**Stored items:**
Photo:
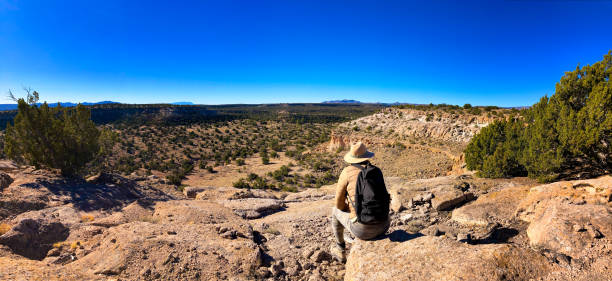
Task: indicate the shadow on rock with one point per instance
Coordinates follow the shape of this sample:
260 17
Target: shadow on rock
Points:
34 238
400 236
107 191
499 235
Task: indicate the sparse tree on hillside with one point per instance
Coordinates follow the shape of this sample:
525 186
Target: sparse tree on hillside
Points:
568 134
51 137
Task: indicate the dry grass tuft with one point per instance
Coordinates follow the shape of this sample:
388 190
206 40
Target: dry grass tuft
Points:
87 218
4 228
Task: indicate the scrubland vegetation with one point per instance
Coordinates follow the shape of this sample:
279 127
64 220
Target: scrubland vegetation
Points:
176 140
566 135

**TASK DIRECTIONS:** Convert the data above into a JSON list of strings with one string per line, skipping blank lines. Leave the pictures out of the answer.

**ANSWER:**
[
  "Photo:",
  "Task: indicate the shadow on rock with one point per instance",
  "Coordinates follow the shape of this sample:",
  "260 17",
  "Target: shadow on rock",
  "Points:",
  "34 238",
  "400 236",
  "107 191",
  "499 235",
  "Task: indicate the sparse tree on hillside with one point per instance",
  "Coordinates follow the shape of this sample:",
  "525 186",
  "Target: sparse tree on hillside",
  "Points:",
  "568 134",
  "51 137",
  "Task: indicate the dry grass tuft with one point per instance",
  "Coordinates follow the shape of this sample:",
  "388 190",
  "206 40",
  "Target: dry grass tuft",
  "Points:",
  "87 218",
  "4 228",
  "Task: indicate the scrubland vegetation with one point per instance",
  "Coordinates follow the shape of this sample:",
  "279 127",
  "64 220",
  "Target: scrubland vegetation",
  "Points:",
  "176 140",
  "566 135"
]